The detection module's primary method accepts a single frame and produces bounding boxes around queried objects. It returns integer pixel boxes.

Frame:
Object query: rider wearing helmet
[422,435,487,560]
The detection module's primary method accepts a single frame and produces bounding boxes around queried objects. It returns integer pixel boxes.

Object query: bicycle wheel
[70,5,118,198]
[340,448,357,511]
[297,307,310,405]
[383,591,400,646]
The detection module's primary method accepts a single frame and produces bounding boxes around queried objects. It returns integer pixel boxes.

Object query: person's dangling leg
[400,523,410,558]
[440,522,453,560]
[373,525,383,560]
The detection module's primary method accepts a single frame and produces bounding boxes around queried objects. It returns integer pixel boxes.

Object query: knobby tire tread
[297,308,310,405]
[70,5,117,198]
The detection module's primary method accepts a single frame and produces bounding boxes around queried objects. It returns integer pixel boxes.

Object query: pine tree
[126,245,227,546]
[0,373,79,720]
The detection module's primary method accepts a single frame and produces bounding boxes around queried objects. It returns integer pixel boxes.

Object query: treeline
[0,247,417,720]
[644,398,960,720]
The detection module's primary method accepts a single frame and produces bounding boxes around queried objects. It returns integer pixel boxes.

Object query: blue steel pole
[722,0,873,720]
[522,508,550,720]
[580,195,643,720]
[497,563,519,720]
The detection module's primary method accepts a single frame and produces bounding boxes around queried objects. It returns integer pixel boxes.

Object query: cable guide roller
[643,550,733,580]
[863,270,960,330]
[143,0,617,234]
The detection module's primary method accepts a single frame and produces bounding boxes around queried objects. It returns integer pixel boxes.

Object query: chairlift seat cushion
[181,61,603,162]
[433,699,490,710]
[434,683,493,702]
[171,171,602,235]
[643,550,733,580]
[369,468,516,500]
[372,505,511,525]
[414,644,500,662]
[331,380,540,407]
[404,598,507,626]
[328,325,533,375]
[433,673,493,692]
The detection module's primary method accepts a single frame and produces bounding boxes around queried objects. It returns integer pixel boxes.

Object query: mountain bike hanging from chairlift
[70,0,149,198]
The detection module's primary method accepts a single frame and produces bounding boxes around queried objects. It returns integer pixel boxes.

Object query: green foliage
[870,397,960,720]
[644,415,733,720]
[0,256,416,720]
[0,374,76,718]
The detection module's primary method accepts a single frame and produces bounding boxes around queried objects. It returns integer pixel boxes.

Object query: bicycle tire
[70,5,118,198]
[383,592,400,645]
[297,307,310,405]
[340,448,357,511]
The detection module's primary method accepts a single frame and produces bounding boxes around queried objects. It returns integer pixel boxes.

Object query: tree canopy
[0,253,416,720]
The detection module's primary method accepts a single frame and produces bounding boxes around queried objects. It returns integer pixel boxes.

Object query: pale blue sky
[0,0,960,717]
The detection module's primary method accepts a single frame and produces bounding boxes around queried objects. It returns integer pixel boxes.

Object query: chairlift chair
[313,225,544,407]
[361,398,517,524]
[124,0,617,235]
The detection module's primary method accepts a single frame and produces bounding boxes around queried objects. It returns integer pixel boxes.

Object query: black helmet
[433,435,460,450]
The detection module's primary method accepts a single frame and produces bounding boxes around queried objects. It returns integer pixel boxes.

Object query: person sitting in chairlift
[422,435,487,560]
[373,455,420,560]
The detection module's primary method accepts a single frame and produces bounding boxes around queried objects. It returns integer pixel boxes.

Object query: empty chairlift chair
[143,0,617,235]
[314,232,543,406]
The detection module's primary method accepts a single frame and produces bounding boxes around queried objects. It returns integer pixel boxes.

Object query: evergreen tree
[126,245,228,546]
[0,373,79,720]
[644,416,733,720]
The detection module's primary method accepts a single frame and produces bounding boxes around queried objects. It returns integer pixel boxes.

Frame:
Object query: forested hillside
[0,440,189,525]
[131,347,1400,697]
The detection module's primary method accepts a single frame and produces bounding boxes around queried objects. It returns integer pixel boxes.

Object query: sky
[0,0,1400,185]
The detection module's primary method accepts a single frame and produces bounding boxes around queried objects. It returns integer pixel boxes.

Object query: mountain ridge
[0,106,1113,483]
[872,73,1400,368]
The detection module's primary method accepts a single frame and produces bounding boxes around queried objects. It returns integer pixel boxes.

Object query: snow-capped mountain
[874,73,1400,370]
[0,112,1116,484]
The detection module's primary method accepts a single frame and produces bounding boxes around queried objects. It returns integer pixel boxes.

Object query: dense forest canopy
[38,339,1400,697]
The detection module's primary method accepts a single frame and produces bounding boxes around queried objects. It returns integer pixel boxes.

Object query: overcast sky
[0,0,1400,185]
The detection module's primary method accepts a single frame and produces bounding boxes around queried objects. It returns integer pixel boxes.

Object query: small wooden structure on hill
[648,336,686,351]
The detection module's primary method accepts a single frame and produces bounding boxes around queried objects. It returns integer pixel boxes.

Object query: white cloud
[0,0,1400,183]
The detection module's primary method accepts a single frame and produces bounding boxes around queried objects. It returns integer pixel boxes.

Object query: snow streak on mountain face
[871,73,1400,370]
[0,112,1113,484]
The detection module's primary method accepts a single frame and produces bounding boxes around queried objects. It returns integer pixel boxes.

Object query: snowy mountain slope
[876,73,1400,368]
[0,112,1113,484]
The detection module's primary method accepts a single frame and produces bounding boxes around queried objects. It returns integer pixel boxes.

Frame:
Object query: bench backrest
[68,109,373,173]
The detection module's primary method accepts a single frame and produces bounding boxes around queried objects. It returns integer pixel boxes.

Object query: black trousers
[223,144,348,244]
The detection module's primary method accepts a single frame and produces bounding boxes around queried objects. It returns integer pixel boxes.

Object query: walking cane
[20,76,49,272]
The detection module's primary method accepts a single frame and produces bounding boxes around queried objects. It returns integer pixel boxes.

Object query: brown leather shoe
* * * * * * * * *
▸ **Stated exercise**
Render each non-blank line of the rows above as a Markdown table with two columns, Index and Row text, numbering the lines in order.

▸ **Correct output**
| Index | Row text |
|---|---|
| 1 | The detection module's primary method accepts a single frame and produces bounding boxes around queried objects. It returns integer pixel boxes. |
| 2 | Frame: |
| 3 | Object query: rider wearing helmet |
| 4 | [422,435,487,560] |
| 5 | The detection module's primary method accepts a single frame and produces bounding boxes around queried objects. It returns integer pixel boxes. |
| 6 | Object query: bicycle wheel |
| 7 | [70,5,118,198] |
| 8 | [340,448,357,511] |
| 9 | [297,307,310,405] |
| 10 | [383,591,400,646] |
| 11 | The detection module's primary method accepts a single frame and produces bounding boxes around queried objects. It returns integer pixel boxes. |
| 12 | Object query: person's dangling leg |
| 13 | [400,523,410,558] |
| 14 | [440,522,453,560] |
| 15 | [373,525,383,560] |
| 16 | The detection module's primary method accepts a single frame and produces bounding boxes around queried objects. It returns integer pixel boxes. |
| 17 | Object query: knobby tire tread |
| 18 | [297,308,310,405] |
| 19 | [70,5,117,198] |
| 20 | The detection module's primary method accepts a single frame and produces bounding boxes around queried objects. It returns integer pixel boxes. |
| 21 | Object query: pine tree |
| 22 | [126,245,227,546] |
| 23 | [0,373,79,720] |
| 24 | The detection module's primary method accepts a single frame and produces bounding boxes around queried objects. It returns integer pixel boxes. |
| 25 | Object query: treeline |
| 26 | [0,247,417,720] |
| 27 | [644,398,960,720] |
| 28 | The detection module's primary method accepts a single frame and produces bounding boxes around queried objects. It returns integer pixel boxes. |
| 29 | Object query: blue steel pole |
| 30 | [722,0,873,720] |
| 31 | [522,508,550,720] |
| 32 | [580,195,643,720] |
| 33 | [497,563,519,720] |
| 34 | The detection module's primary method accepts a single frame and produces bounding boxes around queried objects. It returns integer pixel boxes. |
| 35 | Object query: cable guide roller |
| 36 | [643,550,733,580] |
| 37 | [863,270,960,330] |
| 38 | [143,0,617,234] |
| 39 | The detection module's primary method accepts a single frame and produces bounding boxes around queried objects. It returns integer pixel boxes. |
| 40 | Object query: chairlift seat cushion |
| 41 | [181,61,603,162] |
| 42 | [433,699,490,710] |
| 43 | [434,683,493,702] |
| 44 | [171,171,602,235] |
| 45 | [643,550,733,580] |
| 46 | [369,468,516,500] |
| 47 | [372,505,511,525] |
| 48 | [414,644,500,662] |
| 49 | [331,380,540,407] |
| 50 | [404,598,507,626] |
| 51 | [328,325,533,375] |
| 52 | [433,673,493,692] |
| 53 | The detection module's primary method accepts a single frame and produces bounding boxes around queried objects. It returns integer pixel boxes. |
| 54 | Object query: mountain bike hanging from chairlift |
| 55 | [70,0,149,198] |
| 56 | The detection module's primary method accepts a single frame and produces bounding boxes around queried objects. It returns integer pixel boxes. |
| 57 | Object query: green foliage |
| 58 | [870,397,960,720] |
| 59 | [644,415,733,720] |
| 60 | [0,256,416,720] |
| 61 | [0,374,76,718] |
| 62 | The detection module's primary method accepts a single frame and produces bounding boxes around queried objects. It returns integer pixel boxes. |
| 63 | Object query: bicycle tire |
| 64 | [70,5,118,198] |
| 65 | [383,592,400,645] |
| 66 | [297,307,310,405] |
| 67 | [340,448,357,511] |
| 68 | The detection module's primary method accepts a single frame and produces bounding boxes around queried objects. It returns integer pixel boxes. |
| 69 | Object query: tree canopy |
| 70 | [0,253,416,720] |
| 71 | The detection module's primary method accepts a single frame and produces bounding boxes around queried objects. It returns integer pixel boxes. |
| 72 | Object query: pale blue sky |
| 73 | [0,0,960,717] |
| 74 | The detection module's primary method accepts a single frame and produces bounding boxes around queried objects. It returns integer pixel boxes. |
| 75 | Object query: chairlift chair |
| 76 | [313,225,544,407] |
| 77 | [361,398,517,524] |
| 78 | [124,0,617,235] |
| 79 | The detection module's primary method accepts a single frame and produces bounding boxes around queried objects. It returns integer pixel boxes. |
| 80 | Object query: black helmet |
| 81 | [433,435,460,450] |
| 82 | The detection module's primary method accepts a single frame and produces bounding boxes around queried objects. It returns integer pixel boxes. |
| 83 | Object query: person sitting in chairlift |
| 84 | [422,435,487,560] |
| 85 | [373,455,420,560] |
| 86 | The detection module's primary method accepts a single frame and produces bounding boxes around queried objects. It returns integer pixel boxes. |
| 87 | Object query: empty chairlift chair |
| 88 | [143,0,617,235] |
| 89 | [314,232,543,406] |
| 90 | The detection module's primary method accepts a single frame and produces bounding boxes around queried objects. It returns integer pixel boxes. |
| 91 | Object query: evergreen tree |
| 92 | [126,245,228,546] |
| 93 | [0,373,79,720] |
| 94 | [644,416,733,720] |
| 95 | The detection module's primary method accepts a single frame and produces bounding boxes around queried objects. It returns integer pixel boxes. |
| 96 | Frame: |
| 97 | Object query: forested hillside |
| 98 | [0,440,189,525] |
| 99 | [131,347,1400,697] |
| 100 | The detection module's primary method accepts a single frame and produces bounding boxes around queried objects. It returns integer pixel boxes. |
| 101 | Object query: sky |
| 102 | [0,0,1400,185] |
| 103 | The detection module's primary method accepts a single frame and produces bounding boxes around queried objects. It returns integer pixel boxes. |
| 104 | Object query: mountain ridge |
| 105 | [0,106,1113,483] |
| 106 | [872,73,1400,368] |
| 107 | The detection module's primary method accepts a single frame and produces bounding boxes around queried objects. It returns integer pixel boxes. |
| 108 | Object query: snow-capped mountain |
| 109 | [874,73,1400,370] |
| 110 | [0,112,1116,484] |
| 111 | The detection module's primary method accepts a single frame and produces bounding boxes around queried objects. It returns integer pixel boxes. |
| 112 | Object query: dense forest canopy |
| 113 | [38,339,1400,697] |
| 114 | The detection module's primary method accepts a single frame and produces bounding boxes around queried objects. It returns integer pixel boxes. |
| 115 | Object query: overcast sky |
| 116 | [0,0,1400,185] |
| 117 | The detection module's primary method accepts a single frame and produces bounding boxes around queried objects. It returns integer pixel boxes. |
| 118 | Object query: small wooden structure on hill |
| 119 | [648,336,686,351] |
| 120 | The detection module's primary method accepts a single frame and produces bounding boxes around queried objects. It returns integer pixel boxes. |
| 121 | Object query: white cloud |
| 122 | [0,0,1400,183] |
| 123 | The detection module's primary method accepts a single frame and produces bounding boxes around queried objects. It returns integer pixel boxes. |
| 124 | Object query: snow streak on mountain face |
| 125 | [871,73,1400,370] |
| 126 | [0,112,1113,484] |
| 127 | The detection module's primary method accepts a single frame and produces bounding boxes around queried objects. It returns integer pixel boxes. |
| 128 | Object query: snowy mountain slope |
| 129 | [876,73,1400,368] |
| 130 | [0,112,1113,484] |
| 131 | The detection module's primary method accepts a single frame and produces bounding boxes around queried objects. It returns integer pixel boxes. |
| 132 | Frame: |
| 133 | Object query: bench backrest |
| 134 | [68,109,373,173] |
| 135 | The detection module's primary method accepts a single frame and produces bounding boxes around queried objects. It returns integer pixel boxes. |
| 136 | Object query: black trousers |
| 137 | [223,144,348,244] |
| 138 | The detection module's primary method accepts a single frame and produces bounding boxes around queried objects. It returns integer pixel boxes. |
| 139 | Object query: walking cane |
| 140 | [20,76,49,272] |
| 141 | The detection module's primary method accepts a single frame and produces bounding boxes around queried objects. It returns integer pixel boxes. |
| 142 | Object query: brown leather shoe |